> **REQUIRED WORK**
When you have gone through the records, report how many lines include "outline", giving the number and nothing more.

> **SUPPLIED INFORMATION**

_ _ _ _ _

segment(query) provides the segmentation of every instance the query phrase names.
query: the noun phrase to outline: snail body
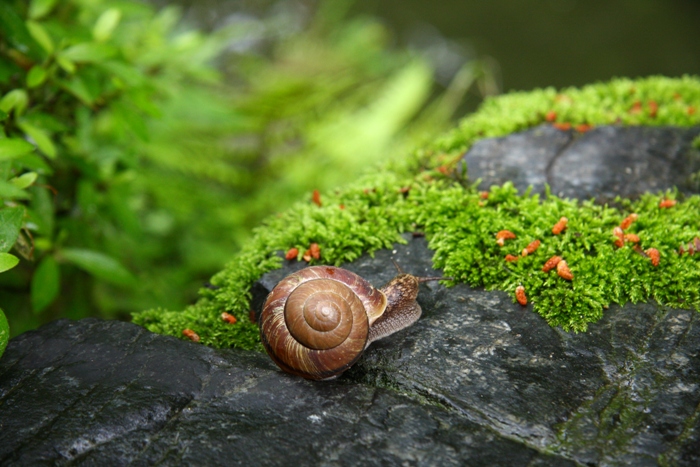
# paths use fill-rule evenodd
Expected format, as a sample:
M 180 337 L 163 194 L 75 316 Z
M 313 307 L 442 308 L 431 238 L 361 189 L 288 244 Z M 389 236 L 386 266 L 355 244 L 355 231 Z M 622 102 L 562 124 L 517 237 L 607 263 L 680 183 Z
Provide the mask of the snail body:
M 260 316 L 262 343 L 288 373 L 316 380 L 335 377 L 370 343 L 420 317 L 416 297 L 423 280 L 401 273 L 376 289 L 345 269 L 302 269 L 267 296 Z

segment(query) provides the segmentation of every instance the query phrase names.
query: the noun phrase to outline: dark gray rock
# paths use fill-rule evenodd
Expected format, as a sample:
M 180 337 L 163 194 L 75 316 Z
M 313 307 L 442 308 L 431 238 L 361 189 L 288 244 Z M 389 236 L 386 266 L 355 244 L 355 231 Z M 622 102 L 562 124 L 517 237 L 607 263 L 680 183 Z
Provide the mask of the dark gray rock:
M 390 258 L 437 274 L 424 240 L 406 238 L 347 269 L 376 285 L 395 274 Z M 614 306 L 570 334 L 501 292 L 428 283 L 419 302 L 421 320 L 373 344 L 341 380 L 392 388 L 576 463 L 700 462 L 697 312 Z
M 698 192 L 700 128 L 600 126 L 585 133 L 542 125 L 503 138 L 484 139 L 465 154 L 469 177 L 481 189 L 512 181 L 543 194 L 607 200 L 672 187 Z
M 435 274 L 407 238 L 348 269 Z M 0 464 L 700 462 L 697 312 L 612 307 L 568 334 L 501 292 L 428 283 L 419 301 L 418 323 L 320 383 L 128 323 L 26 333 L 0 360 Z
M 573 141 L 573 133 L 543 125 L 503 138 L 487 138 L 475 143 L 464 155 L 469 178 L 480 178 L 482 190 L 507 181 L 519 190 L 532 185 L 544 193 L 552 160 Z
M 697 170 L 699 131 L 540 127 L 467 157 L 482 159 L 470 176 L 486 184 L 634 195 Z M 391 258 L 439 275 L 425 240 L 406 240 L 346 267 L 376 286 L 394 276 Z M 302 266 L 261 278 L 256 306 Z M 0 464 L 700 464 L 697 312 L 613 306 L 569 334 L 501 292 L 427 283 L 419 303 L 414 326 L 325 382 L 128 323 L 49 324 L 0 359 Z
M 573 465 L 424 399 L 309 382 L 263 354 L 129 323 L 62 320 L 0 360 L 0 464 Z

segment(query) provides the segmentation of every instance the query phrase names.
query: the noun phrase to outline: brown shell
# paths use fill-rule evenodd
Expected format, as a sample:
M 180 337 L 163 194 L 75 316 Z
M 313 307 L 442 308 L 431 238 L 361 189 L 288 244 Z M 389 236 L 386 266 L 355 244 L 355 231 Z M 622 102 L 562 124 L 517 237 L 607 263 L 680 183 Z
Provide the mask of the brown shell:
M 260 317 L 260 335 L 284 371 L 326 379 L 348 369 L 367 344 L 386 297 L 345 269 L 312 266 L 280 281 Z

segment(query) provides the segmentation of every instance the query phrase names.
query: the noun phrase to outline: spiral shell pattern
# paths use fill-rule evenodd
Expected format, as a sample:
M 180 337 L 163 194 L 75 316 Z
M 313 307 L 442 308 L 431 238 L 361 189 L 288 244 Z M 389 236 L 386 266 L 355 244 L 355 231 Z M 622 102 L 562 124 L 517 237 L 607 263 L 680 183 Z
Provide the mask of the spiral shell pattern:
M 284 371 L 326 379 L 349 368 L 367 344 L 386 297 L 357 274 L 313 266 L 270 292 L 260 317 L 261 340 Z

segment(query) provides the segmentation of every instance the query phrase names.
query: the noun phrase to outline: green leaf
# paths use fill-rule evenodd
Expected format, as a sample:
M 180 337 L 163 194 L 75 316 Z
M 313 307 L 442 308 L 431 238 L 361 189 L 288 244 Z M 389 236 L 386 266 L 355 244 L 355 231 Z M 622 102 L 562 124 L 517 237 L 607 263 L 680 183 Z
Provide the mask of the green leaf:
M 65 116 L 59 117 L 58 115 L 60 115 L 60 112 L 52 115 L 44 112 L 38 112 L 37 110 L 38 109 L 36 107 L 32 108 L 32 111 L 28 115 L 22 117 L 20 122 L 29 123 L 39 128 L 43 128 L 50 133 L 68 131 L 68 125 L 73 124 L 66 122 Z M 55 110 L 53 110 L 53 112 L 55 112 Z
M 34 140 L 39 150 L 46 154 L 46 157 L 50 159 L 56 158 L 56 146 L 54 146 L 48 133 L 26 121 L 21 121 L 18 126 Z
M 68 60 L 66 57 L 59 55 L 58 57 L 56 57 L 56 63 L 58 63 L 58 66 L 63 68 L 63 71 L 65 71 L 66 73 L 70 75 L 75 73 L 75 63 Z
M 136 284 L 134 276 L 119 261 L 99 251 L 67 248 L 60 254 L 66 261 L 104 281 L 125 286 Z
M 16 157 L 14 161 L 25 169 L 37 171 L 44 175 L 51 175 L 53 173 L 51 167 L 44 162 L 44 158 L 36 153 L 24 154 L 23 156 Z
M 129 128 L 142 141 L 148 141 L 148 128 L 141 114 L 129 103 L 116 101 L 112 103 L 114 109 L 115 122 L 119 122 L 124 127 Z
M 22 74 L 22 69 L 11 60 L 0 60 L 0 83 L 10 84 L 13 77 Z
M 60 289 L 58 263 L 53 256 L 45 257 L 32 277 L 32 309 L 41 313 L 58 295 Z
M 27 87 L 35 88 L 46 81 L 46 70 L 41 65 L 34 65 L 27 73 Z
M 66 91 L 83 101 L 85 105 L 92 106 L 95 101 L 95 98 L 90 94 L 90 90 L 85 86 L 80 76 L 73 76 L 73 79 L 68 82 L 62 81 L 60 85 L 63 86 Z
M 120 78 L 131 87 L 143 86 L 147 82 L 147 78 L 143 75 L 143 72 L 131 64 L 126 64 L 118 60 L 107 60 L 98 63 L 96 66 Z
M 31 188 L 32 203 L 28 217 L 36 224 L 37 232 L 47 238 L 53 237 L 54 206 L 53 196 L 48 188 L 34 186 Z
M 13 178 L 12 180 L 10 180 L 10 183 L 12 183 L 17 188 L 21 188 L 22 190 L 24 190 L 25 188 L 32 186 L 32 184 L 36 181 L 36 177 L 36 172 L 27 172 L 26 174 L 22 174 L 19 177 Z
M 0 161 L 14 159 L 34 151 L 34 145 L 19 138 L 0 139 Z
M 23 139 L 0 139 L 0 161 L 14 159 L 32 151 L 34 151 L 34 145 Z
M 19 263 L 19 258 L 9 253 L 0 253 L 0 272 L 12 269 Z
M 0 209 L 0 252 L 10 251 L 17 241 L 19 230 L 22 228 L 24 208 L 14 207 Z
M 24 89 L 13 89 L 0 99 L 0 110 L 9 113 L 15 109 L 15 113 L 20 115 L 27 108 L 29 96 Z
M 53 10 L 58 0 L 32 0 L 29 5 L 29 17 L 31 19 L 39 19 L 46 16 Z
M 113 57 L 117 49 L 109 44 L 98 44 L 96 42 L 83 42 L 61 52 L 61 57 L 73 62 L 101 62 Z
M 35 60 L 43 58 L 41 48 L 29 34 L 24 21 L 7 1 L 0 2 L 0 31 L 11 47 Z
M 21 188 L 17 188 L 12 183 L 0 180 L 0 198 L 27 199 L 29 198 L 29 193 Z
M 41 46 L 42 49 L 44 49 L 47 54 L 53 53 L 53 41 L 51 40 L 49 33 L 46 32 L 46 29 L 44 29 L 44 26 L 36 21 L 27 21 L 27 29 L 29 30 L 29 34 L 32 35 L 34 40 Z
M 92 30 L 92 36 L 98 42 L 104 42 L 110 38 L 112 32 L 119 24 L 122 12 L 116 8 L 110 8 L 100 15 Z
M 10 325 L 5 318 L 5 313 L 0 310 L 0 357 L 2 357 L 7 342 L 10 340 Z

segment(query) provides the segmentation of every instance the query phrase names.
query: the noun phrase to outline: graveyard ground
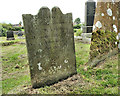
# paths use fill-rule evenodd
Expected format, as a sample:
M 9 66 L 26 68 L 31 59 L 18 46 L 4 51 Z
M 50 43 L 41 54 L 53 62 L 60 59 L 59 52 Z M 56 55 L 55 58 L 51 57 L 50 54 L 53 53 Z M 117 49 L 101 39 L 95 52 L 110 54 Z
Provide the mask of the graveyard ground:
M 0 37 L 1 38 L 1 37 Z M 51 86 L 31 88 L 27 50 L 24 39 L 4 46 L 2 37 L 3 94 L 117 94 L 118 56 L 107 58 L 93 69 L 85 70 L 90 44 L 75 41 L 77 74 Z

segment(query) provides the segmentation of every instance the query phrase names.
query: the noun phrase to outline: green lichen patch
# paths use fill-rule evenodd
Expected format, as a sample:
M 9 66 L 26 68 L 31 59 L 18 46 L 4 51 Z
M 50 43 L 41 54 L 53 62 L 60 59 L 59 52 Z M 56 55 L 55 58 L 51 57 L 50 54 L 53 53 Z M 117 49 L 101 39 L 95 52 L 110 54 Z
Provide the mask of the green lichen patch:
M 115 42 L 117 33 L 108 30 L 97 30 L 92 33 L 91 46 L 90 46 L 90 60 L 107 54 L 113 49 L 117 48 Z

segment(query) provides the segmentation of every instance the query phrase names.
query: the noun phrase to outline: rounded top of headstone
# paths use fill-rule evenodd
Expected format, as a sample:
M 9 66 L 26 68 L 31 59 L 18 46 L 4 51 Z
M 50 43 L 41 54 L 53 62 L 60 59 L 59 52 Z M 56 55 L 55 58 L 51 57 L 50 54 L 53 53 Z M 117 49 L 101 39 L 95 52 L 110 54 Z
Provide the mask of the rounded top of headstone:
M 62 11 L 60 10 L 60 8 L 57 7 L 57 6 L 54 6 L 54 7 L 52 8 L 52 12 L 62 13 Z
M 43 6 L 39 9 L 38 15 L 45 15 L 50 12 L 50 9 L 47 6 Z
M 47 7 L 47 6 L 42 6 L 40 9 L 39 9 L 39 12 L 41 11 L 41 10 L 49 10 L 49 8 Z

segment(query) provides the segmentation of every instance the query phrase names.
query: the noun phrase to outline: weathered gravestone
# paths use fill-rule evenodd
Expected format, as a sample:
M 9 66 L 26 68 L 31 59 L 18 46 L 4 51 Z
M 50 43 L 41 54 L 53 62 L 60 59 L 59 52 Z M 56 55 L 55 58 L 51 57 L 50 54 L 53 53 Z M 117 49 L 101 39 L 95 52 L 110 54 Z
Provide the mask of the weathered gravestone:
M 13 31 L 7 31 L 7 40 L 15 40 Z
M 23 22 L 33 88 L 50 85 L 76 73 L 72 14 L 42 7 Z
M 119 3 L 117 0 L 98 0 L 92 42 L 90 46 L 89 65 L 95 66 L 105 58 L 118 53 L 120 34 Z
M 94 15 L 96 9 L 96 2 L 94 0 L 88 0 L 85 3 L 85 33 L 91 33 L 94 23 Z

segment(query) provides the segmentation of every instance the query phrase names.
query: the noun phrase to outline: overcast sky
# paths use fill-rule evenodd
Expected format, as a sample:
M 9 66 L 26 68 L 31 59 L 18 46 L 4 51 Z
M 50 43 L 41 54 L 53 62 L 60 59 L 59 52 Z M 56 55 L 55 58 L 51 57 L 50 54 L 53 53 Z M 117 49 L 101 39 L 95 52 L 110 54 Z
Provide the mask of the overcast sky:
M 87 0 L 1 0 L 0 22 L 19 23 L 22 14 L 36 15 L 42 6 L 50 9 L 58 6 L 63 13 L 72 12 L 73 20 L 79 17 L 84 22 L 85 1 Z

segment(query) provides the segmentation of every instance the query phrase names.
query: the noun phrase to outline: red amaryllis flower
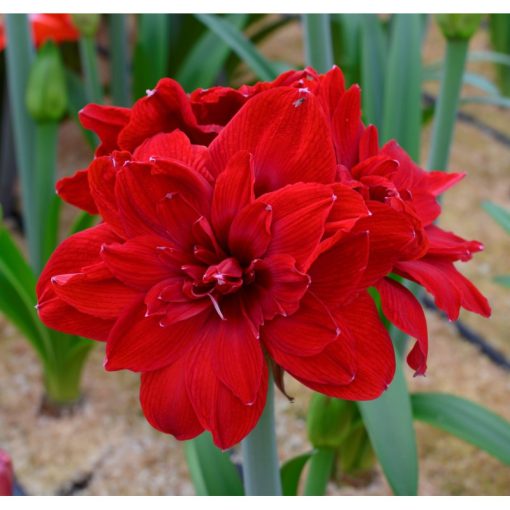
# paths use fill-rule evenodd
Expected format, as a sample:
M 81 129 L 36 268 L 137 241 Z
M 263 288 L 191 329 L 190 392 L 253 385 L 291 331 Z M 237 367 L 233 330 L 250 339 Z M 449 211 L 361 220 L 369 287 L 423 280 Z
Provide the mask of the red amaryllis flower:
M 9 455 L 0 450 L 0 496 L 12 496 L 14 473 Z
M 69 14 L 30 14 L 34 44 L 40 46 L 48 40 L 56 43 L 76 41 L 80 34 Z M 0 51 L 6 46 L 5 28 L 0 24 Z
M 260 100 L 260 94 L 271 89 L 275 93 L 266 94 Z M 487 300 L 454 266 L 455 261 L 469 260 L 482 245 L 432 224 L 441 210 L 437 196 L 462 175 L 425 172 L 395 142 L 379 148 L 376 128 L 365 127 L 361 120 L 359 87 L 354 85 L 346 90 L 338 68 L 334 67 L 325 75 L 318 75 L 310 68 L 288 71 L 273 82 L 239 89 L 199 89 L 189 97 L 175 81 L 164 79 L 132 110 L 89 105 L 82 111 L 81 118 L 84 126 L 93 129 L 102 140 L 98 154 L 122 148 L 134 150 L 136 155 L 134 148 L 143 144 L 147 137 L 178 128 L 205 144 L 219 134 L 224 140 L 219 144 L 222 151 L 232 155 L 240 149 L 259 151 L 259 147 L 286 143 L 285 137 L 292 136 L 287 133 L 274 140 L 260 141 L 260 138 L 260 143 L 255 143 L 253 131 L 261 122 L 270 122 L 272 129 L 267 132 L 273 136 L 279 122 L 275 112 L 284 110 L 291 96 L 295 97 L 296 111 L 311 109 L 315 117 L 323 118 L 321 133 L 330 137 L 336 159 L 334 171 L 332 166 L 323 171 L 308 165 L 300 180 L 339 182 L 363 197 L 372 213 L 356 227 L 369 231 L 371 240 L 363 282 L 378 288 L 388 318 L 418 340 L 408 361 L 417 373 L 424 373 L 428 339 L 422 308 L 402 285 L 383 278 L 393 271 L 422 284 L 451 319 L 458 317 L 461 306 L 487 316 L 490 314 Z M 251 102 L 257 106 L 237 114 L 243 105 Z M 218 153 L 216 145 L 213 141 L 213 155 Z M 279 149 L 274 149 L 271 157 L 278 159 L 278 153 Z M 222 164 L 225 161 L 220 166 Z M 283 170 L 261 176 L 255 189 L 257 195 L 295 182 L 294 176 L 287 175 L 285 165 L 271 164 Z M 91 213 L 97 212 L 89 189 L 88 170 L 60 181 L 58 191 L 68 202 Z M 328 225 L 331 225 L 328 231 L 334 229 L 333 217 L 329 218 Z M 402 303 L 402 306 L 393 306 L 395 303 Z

_ _ _ _ _

> **EXERCISE RESULT**
11